── Extract
Re: JobNoLongerInDbException and Incomplete instances.

Posted by Nandika Jayawardana <ja...@gmail.com>.

I did some further checking and with the database configured as db.mode
internal , everything works fine. For the internal db mode, db connections
are associated with default geronimo transaction manager ( Database.java ).
I think for the default external db configuration given , this does not
happen and hence the issue.

Regards
Nandika

On Fri, Mar 1, 2013 at 2:17 PM, Nandika Jayawardana <ja...@gmail.com>wrote:

> Hi Sathwik,
>
> I am running ode with tomcat 7.0.29 and mysql 5.5.29 version. I used the
> configuration settings given under "Configuring ODE in Tomcat with MySql
> database". from ode war deployment guide. {
> http://ode.apache.org/war-deployment.html }.
> As you have explained, when the JobProcessorException is thrown due to
>  instance lock timeout , the transaction will be rollback and default retry
> setting of 3 times will happen. However, the restoration of the deleted job
> back to job table does not happen. Therefore subsequent retries will also
> result in JobNoLongerInDbException. At execTransaction method, when the
> retry loop is over, the exception thrown will also be
>  JobNoLongerInDbException. Since this exception is caught at  "catch
> (JobNoLongerInDbException jde) " block, it will never go into the
> exponential back off setting.
>
> Is there any additional configuration settings I need to do ?
>
> Regards
> Nandika
>
>
> On Fri, Mar 1, 2013 at 12:21 PM, Sathwik B P <sa...@gmail.com> wrote:
>
>> Hi,
>> This is really strange.
────
■ Description of the task ■
Continue the mailing-list thread about JobNoLongerInDbException in ODE, picking up right after its final line.
── Dataset records
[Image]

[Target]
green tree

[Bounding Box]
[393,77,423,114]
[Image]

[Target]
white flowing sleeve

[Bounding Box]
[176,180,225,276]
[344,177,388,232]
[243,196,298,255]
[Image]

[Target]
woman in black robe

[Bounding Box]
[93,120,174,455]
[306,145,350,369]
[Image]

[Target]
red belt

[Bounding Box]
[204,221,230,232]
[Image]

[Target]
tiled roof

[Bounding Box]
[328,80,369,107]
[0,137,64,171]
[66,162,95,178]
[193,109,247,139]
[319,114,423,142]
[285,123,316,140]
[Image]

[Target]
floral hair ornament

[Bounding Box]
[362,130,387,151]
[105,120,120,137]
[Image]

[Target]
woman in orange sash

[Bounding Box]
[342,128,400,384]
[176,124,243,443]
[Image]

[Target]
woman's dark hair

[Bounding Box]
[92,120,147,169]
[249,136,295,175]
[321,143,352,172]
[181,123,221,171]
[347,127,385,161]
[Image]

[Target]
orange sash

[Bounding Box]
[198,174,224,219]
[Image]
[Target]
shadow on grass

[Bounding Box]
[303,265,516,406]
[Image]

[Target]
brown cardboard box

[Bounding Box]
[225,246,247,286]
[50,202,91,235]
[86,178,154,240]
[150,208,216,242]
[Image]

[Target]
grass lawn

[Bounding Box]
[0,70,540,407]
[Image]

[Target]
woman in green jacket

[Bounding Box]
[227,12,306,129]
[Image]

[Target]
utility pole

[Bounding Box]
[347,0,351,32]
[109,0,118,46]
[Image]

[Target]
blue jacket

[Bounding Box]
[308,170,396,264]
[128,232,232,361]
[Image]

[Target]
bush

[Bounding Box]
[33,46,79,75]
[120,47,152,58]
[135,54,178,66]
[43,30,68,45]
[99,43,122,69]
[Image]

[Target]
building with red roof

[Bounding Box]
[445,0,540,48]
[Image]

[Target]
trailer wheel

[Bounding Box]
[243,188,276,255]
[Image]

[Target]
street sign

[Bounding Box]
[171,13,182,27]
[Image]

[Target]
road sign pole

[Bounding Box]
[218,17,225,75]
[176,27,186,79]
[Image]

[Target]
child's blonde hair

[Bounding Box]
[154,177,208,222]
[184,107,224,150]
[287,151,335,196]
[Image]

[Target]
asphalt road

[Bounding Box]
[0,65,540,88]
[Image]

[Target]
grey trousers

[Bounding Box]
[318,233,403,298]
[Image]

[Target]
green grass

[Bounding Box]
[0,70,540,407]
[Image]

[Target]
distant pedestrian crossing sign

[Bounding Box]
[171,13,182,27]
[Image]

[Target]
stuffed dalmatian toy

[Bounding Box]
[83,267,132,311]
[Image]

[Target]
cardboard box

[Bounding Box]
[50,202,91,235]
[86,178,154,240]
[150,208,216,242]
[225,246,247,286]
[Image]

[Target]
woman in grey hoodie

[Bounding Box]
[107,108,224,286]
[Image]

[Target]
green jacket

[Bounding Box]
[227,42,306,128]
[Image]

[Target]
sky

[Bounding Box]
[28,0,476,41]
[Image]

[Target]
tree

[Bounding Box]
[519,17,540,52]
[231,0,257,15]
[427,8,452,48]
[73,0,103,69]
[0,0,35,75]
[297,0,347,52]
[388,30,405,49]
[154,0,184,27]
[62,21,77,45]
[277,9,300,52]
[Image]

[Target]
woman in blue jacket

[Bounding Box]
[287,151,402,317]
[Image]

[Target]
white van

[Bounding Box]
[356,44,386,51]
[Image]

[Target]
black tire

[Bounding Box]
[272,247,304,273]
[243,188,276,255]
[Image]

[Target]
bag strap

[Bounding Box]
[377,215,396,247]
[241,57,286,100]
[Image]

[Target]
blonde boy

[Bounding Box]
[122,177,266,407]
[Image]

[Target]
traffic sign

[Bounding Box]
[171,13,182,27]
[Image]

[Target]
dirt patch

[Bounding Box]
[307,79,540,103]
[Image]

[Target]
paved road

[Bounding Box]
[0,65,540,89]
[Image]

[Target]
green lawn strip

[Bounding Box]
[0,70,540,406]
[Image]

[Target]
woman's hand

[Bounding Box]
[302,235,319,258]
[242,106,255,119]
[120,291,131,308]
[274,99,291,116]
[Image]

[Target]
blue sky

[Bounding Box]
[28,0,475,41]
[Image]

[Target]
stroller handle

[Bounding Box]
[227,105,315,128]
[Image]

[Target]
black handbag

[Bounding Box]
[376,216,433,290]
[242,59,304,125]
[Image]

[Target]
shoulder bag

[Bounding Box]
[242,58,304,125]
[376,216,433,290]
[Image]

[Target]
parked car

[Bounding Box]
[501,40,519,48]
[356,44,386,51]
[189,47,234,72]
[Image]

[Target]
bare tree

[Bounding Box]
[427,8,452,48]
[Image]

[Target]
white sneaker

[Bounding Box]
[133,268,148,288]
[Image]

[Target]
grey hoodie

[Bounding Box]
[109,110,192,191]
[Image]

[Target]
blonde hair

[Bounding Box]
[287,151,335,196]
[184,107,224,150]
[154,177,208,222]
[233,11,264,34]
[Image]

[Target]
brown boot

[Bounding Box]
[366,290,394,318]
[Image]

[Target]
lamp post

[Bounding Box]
────
■ Exercise result ■
>>
>> This is the ideal behaviour:
>> If a job fails for any reason it gets retried defined by the parameter
>> (immediateRetryCount default 3 times with a time interval
>> _immediateTransactionRetryInterval default 1 sec) and then the scheduler
>> will put it on a exponential backoff defined by pow(5,retryCount) where
>> retryCount is <= 10.
>>
>> If the rollback doesn't happen incase of any exception then none of the
>> jobs will ever complete since it will never go into the exponential
>> backoff
>> path.
>>
>> In my opinion the transaction manager will maintain the jdbc connection
>> object throughout it's execution, no matter how many times the connection
>> is borrowed during the transaction.
>>
>> Which database are you using and what configuration changes have you done
>> in ode-axis.properties.
>>
>> regards,
>> sathwik
>>
>> On Fri, Mar 1, 2013 at 1:31 AM, Nandika Jayawardana <jayawark@gmail.com
>> >wrote:
>>
>> > Hi All,
>> > I am running ode trunk build with apache tomcat as described in [1] . I
>> > have an asynchronous bpel process which has a receive, invoke and a
>> > receive. When I run this process for a while, I see that there are few
>> > incomplete instances, although all the expected messages reached ode.
>> From
>> > the debug logs, I figured that it is happening as follows.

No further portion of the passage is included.